» TASK 1: Copy from the article on Jews and money the stretch from "June 12, 2019" through "into a home?".
» TASK 2: In the article on Jews and money, who is named as the curator of the Jews, Money, Myth exhibit?

» PASSAGE:
=== Begin Enclosure ===

June 12, 2019
Filthy Lucre: A Look at the History of Jews and Money
By Diana Muir AppelbaumAn exhibit at the Jewish Museum London showcases the old, vicious stereotype with the aim of debunking it. But does it succeed?
Perhaps you have stood in a Polish open-air market and wondered what to make of the booths selling little figurines of traditionally dressed Jews clutching moneybags. Is this classic anti-Semitic trope of the coin-clutching Jew excused by the fact that most of the figurines on sale are cute little Jew dolls? Or by the belief that owning one will bring money and prosperity into a home?
Jews, Money, Myth, an exhibit at the Jewish Museum London that is on view through July 7, does not so much answer such questions as focus on them with an intensity whose stated aim, in the words of the show’s curator Joanne Rosenthal, is to “debunk a lot of the myths [about money and Jews] that still circulate today.” Those myths, Rosenthal elaborates, include fixed notions of “Jews exerting a kind of sinister influence on world events, Jews financing disastrous wars around the world for profit, Jews being naturally drawn to money-making,” and the like—in short, the toxic mix encapsulated for all time in the notorious turn-of-the-20th-century forgery Protocols of the Elders of Zion.
The museum’s purpose is to leave no doubt that these ancient canards are dangerous; that, though they may have been somewhat repressed for a time after World War II and the Holocaust, they never entirely went away; and that they seem alarmingly to be coming back into vogue today. In order to dramatize the need for frankness on this score, it leads visitors on a historical tour of some of the canards’ most egregious manifestations in art.

=== End Enclosure ===

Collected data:
=== Begin Enclosure ===

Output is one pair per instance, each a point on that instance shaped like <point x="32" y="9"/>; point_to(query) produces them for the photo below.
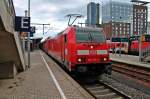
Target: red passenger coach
<point x="81" y="49"/>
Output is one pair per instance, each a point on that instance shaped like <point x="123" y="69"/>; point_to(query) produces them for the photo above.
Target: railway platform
<point x="129" y="59"/>
<point x="43" y="80"/>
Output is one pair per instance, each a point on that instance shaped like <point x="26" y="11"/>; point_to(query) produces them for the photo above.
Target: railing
<point x="146" y="52"/>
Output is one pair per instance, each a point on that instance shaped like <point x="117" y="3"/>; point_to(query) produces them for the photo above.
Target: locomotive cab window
<point x="65" y="38"/>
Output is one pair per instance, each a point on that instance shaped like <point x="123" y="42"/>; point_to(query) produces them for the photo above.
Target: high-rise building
<point x="117" y="12"/>
<point x="92" y="14"/>
<point x="117" y="19"/>
<point x="148" y="28"/>
<point x="140" y="14"/>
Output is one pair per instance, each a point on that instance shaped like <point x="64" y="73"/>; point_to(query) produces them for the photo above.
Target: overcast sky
<point x="53" y="12"/>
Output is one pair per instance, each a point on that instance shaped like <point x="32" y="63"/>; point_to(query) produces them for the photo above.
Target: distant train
<point x="128" y="45"/>
<point x="82" y="50"/>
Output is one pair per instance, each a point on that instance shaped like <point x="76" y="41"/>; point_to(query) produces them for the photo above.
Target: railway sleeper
<point x="96" y="88"/>
<point x="107" y="96"/>
<point x="101" y="92"/>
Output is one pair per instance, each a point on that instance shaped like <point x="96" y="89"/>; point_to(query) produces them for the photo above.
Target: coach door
<point x="64" y="48"/>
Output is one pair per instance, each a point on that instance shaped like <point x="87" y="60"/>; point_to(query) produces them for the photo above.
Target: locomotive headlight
<point x="105" y="59"/>
<point x="79" y="60"/>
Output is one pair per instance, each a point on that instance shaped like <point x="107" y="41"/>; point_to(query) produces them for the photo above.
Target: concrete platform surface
<point x="37" y="83"/>
<point x="129" y="59"/>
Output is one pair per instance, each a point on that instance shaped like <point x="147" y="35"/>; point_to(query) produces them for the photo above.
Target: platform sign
<point x="22" y="24"/>
<point x="32" y="31"/>
<point x="147" y="38"/>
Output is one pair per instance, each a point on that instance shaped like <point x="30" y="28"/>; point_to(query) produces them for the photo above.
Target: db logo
<point x="92" y="51"/>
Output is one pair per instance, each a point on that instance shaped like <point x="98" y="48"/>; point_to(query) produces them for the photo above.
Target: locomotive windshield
<point x="118" y="39"/>
<point x="90" y="36"/>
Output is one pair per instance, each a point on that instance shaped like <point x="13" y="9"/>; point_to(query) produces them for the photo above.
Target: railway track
<point x="101" y="90"/>
<point x="140" y="74"/>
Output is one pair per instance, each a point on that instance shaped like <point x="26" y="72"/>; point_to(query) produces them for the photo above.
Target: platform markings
<point x="54" y="78"/>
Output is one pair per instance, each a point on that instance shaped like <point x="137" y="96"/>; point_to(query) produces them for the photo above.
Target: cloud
<point x="54" y="11"/>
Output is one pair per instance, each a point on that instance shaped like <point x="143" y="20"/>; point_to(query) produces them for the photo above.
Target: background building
<point x="117" y="12"/>
<point x="140" y="13"/>
<point x="117" y="19"/>
<point x="148" y="28"/>
<point x="92" y="14"/>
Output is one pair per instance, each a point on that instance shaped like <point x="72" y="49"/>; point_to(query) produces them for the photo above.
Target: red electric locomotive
<point x="82" y="50"/>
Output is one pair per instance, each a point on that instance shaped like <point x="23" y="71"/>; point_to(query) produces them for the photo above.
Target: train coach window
<point x="65" y="37"/>
<point x="98" y="37"/>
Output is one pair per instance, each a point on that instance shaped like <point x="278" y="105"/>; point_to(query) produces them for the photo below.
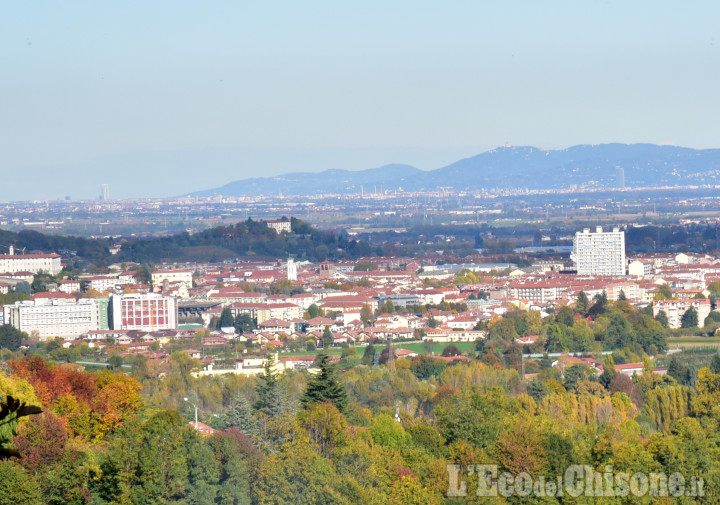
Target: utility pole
<point x="191" y="403"/>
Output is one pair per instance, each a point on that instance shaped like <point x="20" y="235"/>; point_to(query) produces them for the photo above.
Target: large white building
<point x="172" y="276"/>
<point x="144" y="312"/>
<point x="56" y="317"/>
<point x="599" y="252"/>
<point x="11" y="263"/>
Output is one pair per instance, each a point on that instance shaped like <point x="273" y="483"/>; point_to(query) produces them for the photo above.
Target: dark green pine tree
<point x="271" y="395"/>
<point x="369" y="355"/>
<point x="240" y="415"/>
<point x="581" y="304"/>
<point x="689" y="319"/>
<point x="325" y="386"/>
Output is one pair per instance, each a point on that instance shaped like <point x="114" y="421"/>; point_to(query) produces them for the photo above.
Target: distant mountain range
<point x="585" y="166"/>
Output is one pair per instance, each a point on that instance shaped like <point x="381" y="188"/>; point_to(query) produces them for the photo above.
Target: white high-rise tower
<point x="292" y="270"/>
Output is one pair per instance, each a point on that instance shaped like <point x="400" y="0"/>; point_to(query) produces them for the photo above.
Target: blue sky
<point x="163" y="98"/>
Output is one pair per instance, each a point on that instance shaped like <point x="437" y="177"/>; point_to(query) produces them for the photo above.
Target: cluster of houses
<point x="361" y="305"/>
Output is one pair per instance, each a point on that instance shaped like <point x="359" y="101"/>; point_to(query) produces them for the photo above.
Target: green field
<point x="411" y="346"/>
<point x="692" y="341"/>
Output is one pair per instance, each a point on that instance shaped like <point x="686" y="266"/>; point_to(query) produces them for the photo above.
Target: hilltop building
<point x="12" y="263"/>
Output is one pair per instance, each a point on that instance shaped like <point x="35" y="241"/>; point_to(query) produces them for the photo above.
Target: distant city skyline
<point x="162" y="99"/>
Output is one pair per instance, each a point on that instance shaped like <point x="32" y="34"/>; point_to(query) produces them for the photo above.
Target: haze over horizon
<point x="160" y="99"/>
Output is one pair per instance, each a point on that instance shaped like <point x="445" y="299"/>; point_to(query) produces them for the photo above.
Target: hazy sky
<point x="163" y="98"/>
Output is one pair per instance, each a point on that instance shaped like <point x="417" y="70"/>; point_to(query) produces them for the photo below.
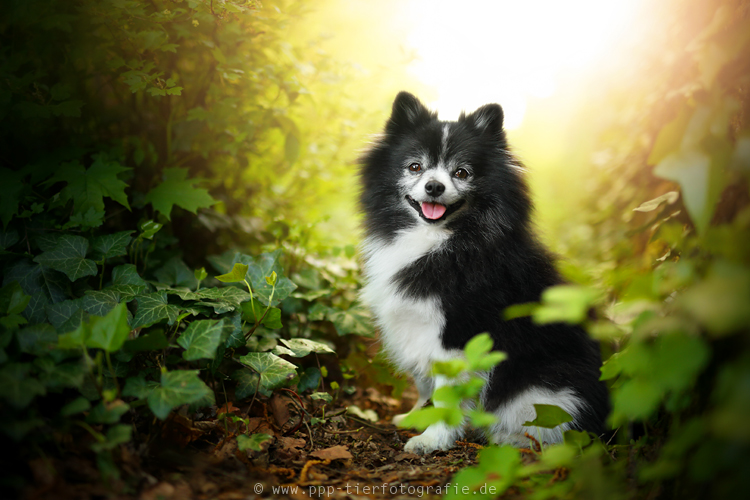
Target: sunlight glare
<point x="475" y="52"/>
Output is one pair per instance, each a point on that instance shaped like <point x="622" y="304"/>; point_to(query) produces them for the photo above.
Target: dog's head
<point x="428" y="171"/>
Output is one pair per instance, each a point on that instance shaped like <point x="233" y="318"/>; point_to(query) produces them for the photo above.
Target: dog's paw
<point x="426" y="443"/>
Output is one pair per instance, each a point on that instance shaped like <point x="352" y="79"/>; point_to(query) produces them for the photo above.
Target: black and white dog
<point x="448" y="246"/>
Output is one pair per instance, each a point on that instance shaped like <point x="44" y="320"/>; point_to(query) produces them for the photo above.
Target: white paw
<point x="428" y="442"/>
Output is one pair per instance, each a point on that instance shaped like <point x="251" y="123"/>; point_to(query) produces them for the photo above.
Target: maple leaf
<point x="177" y="189"/>
<point x="88" y="187"/>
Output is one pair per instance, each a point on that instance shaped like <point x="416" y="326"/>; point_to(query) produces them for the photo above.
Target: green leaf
<point x="302" y="347"/>
<point x="274" y="372"/>
<point x="116" y="435"/>
<point x="200" y="274"/>
<point x="635" y="399"/>
<point x="354" y="321"/>
<point x="309" y="379"/>
<point x="78" y="405"/>
<point x="17" y="387"/>
<point x="549" y="416"/>
<point x="69" y="257"/>
<point x="153" y="308"/>
<point x="138" y="387"/>
<point x="247" y="382"/>
<point x="176" y="189"/>
<point x="88" y="187"/>
<point x="111" y="245"/>
<point x="111" y="331"/>
<point x="291" y="148"/>
<point x="107" y="413"/>
<point x="65" y="316"/>
<point x="177" y="388"/>
<point x="13" y="300"/>
<point x="176" y="272"/>
<point x="691" y="170"/>
<point x="10" y="194"/>
<point x="254" y="442"/>
<point x="201" y="339"/>
<point x="99" y="302"/>
<point x="148" y="229"/>
<point x="152" y="341"/>
<point x="37" y="339"/>
<point x="651" y="205"/>
<point x="236" y="275"/>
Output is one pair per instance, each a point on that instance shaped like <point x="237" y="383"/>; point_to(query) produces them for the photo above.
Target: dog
<point x="448" y="246"/>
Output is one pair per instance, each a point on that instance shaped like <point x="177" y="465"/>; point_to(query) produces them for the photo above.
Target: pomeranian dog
<point x="448" y="247"/>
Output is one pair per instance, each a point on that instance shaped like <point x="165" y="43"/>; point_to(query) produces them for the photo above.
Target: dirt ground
<point x="316" y="450"/>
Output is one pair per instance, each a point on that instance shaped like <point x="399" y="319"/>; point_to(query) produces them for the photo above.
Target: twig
<point x="342" y="432"/>
<point x="368" y="424"/>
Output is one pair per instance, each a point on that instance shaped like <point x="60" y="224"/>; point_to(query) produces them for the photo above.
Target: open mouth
<point x="433" y="212"/>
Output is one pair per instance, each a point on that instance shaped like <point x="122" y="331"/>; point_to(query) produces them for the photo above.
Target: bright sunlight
<point x="506" y="52"/>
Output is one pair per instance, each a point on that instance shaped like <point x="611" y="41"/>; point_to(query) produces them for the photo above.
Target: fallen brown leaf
<point x="338" y="452"/>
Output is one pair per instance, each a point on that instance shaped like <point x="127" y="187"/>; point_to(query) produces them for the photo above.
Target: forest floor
<point x="197" y="456"/>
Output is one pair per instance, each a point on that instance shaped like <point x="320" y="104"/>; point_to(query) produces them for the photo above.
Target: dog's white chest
<point x="410" y="328"/>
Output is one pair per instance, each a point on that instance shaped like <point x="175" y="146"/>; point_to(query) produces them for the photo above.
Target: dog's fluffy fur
<point x="448" y="246"/>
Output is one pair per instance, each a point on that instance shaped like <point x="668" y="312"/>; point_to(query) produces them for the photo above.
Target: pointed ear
<point x="488" y="119"/>
<point x="407" y="113"/>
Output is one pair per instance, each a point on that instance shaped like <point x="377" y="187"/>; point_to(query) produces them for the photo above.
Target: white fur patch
<point x="513" y="414"/>
<point x="410" y="328"/>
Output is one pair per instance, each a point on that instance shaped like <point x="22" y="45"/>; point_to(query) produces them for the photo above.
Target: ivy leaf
<point x="274" y="371"/>
<point x="549" y="416"/>
<point x="201" y="339"/>
<point x="236" y="275"/>
<point x="302" y="347"/>
<point x="17" y="387"/>
<point x="100" y="302"/>
<point x="176" y="189"/>
<point x="111" y="331"/>
<point x="691" y="169"/>
<point x="355" y="320"/>
<point x="177" y="388"/>
<point x="88" y="187"/>
<point x="10" y="194"/>
<point x="110" y="245"/>
<point x="138" y="387"/>
<point x="176" y="272"/>
<point x="69" y="257"/>
<point x="153" y="308"/>
<point x="247" y="383"/>
<point x="254" y="442"/>
<point x="13" y="300"/>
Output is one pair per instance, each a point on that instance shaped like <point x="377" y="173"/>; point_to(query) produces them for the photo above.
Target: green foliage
<point x="462" y="383"/>
<point x="141" y="149"/>
<point x="666" y="230"/>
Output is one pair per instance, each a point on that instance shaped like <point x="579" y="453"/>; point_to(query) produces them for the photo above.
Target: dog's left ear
<point x="408" y="112"/>
<point x="488" y="119"/>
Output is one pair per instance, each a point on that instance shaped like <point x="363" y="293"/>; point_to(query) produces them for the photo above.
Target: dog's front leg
<point x="424" y="386"/>
<point x="438" y="436"/>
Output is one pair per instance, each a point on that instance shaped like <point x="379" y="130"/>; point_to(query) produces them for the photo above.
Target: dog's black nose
<point x="434" y="188"/>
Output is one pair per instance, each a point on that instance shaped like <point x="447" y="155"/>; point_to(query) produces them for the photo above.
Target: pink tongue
<point x="432" y="210"/>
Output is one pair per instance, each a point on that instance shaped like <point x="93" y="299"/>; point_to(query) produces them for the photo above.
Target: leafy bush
<point x="118" y="118"/>
<point x="667" y="239"/>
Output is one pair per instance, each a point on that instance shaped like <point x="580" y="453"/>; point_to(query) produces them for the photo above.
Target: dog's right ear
<point x="407" y="112"/>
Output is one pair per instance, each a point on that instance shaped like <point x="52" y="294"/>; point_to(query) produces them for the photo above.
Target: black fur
<point x="492" y="260"/>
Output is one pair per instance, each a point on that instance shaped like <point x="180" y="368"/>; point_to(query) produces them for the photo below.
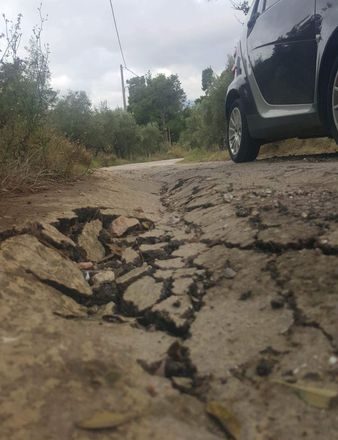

=== End Enclosure ===

» EXPECTED OUTPUT 1:
June 12, 2019
Filthy Lucre: A Look at the History of Jews and Money
By Diana Muir AppelbaumAn exhibit at the Jewish Museum London showcases the old, vicious stereotype with the aim of debunking it. But does it succeed?
Perhaps you have stood in a Polish open-air market and wondered what to make of the booths selling little figurines of traditionally dressed Jews clutching moneybags. Is this classic anti-Semitic trope of the coin-clutching Jew excused by the fact that most of the figurines on sale are cute little Jew dolls? Or by the belief that owning one will bring money and prosperity into a home?

» EXPECTED OUTPUT 2: Joanne Rosenthal